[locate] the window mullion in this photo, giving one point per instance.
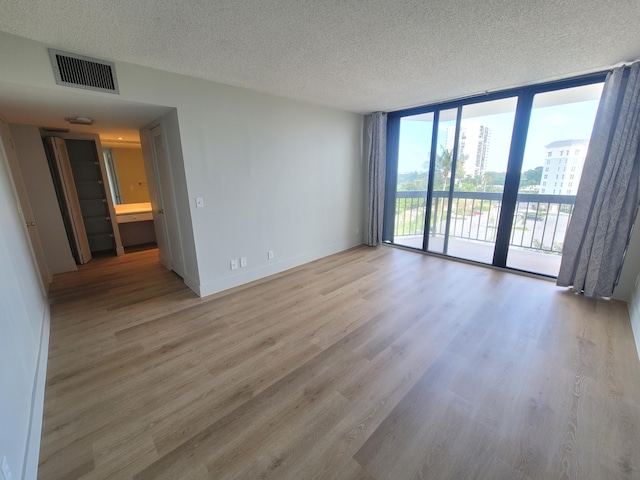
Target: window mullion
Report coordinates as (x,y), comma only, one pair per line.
(512,179)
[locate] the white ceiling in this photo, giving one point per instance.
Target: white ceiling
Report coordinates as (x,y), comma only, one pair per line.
(356,55)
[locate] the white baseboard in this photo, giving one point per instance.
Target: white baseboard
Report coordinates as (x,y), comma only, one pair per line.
(241,278)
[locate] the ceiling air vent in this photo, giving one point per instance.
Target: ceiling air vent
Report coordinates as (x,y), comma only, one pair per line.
(73,70)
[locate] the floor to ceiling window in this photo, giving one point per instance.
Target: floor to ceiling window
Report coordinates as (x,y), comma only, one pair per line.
(491,179)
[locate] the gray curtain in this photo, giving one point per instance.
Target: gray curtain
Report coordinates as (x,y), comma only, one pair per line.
(377,155)
(607,200)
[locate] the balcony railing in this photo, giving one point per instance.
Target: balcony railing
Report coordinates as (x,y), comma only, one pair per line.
(539,221)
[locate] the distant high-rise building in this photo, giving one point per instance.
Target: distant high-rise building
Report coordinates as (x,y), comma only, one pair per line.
(563,163)
(474,145)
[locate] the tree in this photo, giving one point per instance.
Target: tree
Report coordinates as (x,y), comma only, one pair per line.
(444,163)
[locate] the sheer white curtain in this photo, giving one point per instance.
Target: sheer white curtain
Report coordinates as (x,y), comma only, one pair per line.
(607,200)
(377,154)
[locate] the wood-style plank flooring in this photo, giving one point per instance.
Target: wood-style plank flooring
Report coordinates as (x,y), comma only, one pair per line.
(375,363)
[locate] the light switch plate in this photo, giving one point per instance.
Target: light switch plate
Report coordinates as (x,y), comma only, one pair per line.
(4,468)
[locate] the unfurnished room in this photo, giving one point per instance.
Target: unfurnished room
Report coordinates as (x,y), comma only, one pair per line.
(319,240)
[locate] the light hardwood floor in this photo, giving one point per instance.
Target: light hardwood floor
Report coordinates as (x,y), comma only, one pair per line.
(376,363)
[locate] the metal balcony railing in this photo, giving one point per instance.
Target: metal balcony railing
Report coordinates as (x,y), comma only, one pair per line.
(539,221)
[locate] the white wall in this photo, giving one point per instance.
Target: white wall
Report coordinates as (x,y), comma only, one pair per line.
(275,174)
(42,196)
(24,327)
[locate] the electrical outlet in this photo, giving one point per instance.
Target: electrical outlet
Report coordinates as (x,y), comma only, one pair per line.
(6,471)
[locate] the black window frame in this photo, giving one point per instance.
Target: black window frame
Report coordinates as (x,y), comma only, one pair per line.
(525,96)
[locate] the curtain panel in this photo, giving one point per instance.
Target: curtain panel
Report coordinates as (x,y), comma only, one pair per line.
(377,154)
(607,199)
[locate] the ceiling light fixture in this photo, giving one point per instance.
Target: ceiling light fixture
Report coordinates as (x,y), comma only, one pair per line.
(79,120)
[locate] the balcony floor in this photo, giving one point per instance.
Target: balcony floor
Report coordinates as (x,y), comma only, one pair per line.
(518,258)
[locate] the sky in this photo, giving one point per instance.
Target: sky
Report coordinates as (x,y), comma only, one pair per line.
(547,124)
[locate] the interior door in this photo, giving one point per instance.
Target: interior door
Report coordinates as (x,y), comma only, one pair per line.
(68,196)
(159,155)
(24,207)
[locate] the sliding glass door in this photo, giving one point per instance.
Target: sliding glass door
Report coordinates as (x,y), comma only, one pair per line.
(476,179)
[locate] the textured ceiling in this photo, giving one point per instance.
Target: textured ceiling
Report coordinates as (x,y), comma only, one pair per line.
(356,55)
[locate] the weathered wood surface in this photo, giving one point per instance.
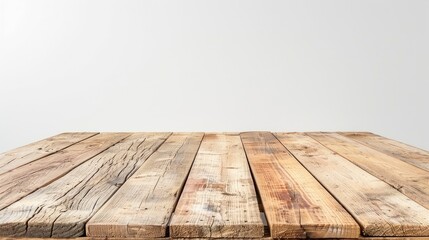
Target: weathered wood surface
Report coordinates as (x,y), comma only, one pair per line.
(219,199)
(295,203)
(380,209)
(25,179)
(62,208)
(31,152)
(143,205)
(406,178)
(241,185)
(407,153)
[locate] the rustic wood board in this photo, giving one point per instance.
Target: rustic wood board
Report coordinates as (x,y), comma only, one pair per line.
(219,199)
(406,178)
(31,152)
(295,204)
(62,208)
(16,182)
(380,209)
(148,186)
(143,205)
(407,153)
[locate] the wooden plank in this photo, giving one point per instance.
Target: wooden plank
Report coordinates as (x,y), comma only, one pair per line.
(24,180)
(406,178)
(143,205)
(31,152)
(402,151)
(379,208)
(295,203)
(62,208)
(219,199)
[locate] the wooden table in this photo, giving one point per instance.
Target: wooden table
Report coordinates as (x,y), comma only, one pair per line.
(215,185)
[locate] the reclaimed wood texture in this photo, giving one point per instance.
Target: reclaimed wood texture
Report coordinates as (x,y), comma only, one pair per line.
(21,181)
(295,203)
(253,185)
(31,152)
(143,205)
(407,153)
(380,209)
(406,178)
(219,199)
(62,208)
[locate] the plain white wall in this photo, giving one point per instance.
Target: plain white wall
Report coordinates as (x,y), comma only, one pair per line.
(224,65)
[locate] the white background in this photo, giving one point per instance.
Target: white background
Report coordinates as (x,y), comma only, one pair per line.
(223,65)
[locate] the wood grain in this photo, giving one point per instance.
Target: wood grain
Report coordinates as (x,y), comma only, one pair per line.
(62,208)
(402,151)
(406,178)
(31,152)
(143,205)
(26,179)
(295,203)
(219,198)
(379,208)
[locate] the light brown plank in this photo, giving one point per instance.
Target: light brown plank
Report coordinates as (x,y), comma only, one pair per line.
(31,152)
(295,203)
(143,205)
(379,208)
(406,178)
(219,198)
(402,151)
(24,180)
(62,208)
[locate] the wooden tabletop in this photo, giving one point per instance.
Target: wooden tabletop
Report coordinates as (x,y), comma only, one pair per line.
(215,185)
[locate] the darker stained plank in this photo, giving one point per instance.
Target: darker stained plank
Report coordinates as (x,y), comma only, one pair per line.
(296,205)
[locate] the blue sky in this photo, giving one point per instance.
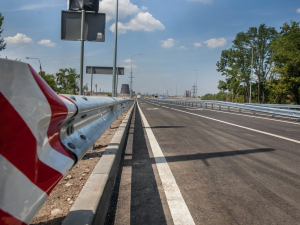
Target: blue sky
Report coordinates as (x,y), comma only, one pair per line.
(175,37)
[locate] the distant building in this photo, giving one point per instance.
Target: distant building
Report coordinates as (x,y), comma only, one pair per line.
(125,89)
(187,94)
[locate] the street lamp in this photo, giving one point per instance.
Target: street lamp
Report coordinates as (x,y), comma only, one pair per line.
(251,74)
(196,88)
(39,61)
(131,76)
(176,86)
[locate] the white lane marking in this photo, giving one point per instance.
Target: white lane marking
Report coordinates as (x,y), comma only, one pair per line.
(235,125)
(239,114)
(179,210)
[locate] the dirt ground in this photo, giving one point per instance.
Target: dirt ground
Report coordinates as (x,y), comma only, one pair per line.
(65,193)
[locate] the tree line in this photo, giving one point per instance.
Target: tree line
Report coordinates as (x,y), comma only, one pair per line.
(65,81)
(266,60)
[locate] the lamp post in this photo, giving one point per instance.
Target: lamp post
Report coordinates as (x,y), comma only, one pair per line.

———

» **EXERCISE INSTRUCTIONS**:
Your reply should hold every line from the data that contains "rustic", copied in full.

» **SOLUTION TO THE PROBLEM**:
[locate] the rustic wood board in this photo, giving one point per instance.
Target: rustic wood board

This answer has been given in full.